=== Begin Enclosure ===

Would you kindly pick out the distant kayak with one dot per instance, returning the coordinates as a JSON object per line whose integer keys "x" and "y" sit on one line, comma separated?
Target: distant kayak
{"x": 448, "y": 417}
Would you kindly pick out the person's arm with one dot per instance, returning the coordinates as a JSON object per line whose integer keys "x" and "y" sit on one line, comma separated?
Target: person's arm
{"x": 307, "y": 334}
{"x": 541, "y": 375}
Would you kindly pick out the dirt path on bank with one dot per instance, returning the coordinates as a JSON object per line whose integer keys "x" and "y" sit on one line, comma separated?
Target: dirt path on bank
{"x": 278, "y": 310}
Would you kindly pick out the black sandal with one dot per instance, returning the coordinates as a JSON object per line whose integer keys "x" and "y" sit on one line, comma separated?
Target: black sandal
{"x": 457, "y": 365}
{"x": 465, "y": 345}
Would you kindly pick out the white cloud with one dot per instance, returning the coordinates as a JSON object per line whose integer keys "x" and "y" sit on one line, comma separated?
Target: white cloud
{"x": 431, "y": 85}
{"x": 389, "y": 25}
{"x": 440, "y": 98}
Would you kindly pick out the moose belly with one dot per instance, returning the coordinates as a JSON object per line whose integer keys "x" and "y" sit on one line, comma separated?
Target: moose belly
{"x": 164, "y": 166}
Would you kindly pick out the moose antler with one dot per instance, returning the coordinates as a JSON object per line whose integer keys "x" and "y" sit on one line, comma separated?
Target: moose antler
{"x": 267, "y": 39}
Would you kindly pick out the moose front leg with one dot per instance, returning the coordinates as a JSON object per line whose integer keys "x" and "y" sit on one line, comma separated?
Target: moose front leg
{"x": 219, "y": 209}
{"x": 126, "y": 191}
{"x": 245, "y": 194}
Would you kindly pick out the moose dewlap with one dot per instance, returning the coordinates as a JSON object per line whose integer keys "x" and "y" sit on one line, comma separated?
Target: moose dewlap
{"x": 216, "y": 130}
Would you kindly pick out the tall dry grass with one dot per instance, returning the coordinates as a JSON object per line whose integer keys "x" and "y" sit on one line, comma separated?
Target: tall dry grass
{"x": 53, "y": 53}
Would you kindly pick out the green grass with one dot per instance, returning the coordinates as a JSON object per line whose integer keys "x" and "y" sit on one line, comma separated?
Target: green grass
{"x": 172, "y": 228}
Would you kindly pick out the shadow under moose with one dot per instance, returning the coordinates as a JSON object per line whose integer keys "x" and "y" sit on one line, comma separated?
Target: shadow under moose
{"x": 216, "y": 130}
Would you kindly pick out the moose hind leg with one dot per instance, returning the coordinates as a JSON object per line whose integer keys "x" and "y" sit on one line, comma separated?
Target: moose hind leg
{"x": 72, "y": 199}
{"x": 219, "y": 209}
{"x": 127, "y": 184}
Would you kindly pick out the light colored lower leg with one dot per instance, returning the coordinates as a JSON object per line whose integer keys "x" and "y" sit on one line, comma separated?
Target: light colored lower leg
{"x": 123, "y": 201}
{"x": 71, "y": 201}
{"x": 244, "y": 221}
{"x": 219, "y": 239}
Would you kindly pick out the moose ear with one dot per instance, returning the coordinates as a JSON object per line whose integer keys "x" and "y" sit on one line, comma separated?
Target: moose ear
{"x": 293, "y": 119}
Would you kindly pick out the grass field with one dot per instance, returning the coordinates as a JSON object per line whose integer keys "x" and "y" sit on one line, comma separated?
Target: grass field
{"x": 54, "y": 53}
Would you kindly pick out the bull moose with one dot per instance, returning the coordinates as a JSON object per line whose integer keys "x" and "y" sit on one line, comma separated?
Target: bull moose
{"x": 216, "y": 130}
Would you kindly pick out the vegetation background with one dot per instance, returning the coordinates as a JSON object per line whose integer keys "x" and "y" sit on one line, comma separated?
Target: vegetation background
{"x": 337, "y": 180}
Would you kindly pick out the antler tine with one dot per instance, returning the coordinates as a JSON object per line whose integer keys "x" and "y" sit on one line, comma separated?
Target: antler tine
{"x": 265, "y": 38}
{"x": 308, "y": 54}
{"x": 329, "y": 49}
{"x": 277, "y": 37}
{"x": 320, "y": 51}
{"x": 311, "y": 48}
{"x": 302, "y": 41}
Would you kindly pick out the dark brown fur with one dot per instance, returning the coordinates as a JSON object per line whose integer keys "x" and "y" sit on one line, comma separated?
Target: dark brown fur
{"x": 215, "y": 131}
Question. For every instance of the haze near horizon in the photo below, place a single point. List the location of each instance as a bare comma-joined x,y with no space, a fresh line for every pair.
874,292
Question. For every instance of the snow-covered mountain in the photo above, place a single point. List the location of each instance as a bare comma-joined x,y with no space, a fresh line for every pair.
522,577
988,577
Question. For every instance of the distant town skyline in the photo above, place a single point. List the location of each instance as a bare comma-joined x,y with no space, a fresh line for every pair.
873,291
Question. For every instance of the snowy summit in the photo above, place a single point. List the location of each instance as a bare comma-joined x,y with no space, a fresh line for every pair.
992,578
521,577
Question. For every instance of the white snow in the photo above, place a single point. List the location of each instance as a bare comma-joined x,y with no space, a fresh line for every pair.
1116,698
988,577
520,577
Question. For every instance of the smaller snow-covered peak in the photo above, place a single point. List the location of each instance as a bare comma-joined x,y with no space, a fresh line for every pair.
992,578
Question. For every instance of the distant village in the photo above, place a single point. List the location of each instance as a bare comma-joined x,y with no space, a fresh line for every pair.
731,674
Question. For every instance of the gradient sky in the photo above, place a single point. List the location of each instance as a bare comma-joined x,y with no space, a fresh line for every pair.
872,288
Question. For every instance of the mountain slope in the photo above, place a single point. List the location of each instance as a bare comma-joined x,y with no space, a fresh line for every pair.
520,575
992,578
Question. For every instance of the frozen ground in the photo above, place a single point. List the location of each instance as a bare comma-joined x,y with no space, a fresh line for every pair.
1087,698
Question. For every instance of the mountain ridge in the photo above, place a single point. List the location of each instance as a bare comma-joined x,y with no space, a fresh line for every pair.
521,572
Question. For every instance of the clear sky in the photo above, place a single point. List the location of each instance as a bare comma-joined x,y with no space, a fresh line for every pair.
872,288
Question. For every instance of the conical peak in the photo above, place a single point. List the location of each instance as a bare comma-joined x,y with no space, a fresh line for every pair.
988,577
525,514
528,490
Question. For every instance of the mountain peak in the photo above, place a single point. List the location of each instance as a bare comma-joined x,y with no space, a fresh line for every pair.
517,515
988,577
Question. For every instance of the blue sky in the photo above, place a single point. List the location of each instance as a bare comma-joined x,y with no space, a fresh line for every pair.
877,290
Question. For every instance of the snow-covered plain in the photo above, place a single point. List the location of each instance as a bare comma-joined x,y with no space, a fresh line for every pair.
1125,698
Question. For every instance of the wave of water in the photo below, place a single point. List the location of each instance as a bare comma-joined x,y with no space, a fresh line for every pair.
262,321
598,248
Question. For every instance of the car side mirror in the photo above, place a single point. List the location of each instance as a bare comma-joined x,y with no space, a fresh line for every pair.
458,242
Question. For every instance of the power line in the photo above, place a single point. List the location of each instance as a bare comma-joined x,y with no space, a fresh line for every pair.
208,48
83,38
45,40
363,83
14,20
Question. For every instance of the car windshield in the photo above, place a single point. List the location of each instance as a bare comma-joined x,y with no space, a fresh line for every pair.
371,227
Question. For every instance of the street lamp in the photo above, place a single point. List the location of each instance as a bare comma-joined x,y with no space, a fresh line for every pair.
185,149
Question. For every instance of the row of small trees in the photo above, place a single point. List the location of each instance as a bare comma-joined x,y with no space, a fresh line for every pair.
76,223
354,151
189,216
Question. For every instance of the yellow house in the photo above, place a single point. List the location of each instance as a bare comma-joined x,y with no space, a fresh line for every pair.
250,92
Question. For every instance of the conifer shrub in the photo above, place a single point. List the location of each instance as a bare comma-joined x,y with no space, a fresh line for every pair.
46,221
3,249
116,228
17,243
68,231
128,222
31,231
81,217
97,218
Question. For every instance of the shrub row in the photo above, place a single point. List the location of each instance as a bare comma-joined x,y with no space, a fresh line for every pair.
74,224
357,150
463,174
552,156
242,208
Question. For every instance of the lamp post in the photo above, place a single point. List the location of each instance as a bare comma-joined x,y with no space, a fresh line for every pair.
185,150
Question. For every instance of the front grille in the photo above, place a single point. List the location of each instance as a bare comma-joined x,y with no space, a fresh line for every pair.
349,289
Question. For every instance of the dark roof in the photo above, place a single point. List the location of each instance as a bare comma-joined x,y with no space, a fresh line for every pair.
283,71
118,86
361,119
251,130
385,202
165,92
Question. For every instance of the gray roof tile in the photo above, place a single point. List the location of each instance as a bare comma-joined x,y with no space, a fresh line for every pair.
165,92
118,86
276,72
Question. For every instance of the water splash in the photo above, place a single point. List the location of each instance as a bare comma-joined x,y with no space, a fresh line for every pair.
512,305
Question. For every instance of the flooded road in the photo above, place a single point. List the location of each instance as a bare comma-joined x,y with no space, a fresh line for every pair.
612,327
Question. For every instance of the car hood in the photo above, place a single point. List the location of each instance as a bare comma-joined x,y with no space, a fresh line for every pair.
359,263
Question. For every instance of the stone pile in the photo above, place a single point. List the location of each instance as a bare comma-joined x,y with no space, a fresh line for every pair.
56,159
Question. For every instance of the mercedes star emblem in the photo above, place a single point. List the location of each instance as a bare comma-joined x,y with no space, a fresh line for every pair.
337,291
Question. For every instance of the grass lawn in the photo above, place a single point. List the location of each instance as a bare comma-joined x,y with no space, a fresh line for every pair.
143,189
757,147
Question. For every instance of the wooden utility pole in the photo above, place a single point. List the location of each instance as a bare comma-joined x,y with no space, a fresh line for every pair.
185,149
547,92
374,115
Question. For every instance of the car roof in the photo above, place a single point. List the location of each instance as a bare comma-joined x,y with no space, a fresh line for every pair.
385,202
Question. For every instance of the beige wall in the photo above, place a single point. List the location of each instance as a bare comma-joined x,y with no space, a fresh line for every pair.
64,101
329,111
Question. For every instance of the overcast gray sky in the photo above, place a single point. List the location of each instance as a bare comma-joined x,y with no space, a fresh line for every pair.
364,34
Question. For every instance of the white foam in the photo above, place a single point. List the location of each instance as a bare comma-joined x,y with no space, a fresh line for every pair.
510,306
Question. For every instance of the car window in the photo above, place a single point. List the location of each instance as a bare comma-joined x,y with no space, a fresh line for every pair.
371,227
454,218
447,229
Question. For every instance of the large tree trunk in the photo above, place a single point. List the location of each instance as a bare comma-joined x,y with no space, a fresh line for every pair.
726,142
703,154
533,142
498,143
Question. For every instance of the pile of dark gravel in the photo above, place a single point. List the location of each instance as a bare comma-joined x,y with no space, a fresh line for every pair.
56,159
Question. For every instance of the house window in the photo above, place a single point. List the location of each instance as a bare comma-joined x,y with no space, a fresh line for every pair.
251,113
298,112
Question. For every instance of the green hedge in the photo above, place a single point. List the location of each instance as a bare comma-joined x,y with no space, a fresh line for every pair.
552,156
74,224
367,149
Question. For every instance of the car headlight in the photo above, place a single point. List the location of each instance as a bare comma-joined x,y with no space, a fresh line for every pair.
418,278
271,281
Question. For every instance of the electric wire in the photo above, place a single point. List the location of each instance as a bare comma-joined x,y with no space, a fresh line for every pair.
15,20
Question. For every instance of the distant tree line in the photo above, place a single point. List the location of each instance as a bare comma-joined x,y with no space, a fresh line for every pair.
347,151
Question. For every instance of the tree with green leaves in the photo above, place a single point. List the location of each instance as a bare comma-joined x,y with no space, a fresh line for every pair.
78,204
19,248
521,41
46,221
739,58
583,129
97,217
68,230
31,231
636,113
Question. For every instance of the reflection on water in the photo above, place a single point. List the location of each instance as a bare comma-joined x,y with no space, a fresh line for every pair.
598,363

=== End Enclosure ===

◆ EXERCISE DESCRIPTION ◆
Repeat the lines from the first one in the records through the line containing "Would you kindly pick out the person's", exactly as written, and nothing else.

◆ SOLUTION BELOW ◆
Would you kindly pick out the distant kayak with one dot per instance, returning the coordinates as a JSON object per line whose integer keys "x" and "y" sit on one line, comma separated?
Target: distant kayak
{"x": 448, "y": 417}
Would you kindly pick out the person's arm with one dot per instance, returning the coordinates as a JSON object per line whose integer keys "x" and "y" sit on one line, comma separated?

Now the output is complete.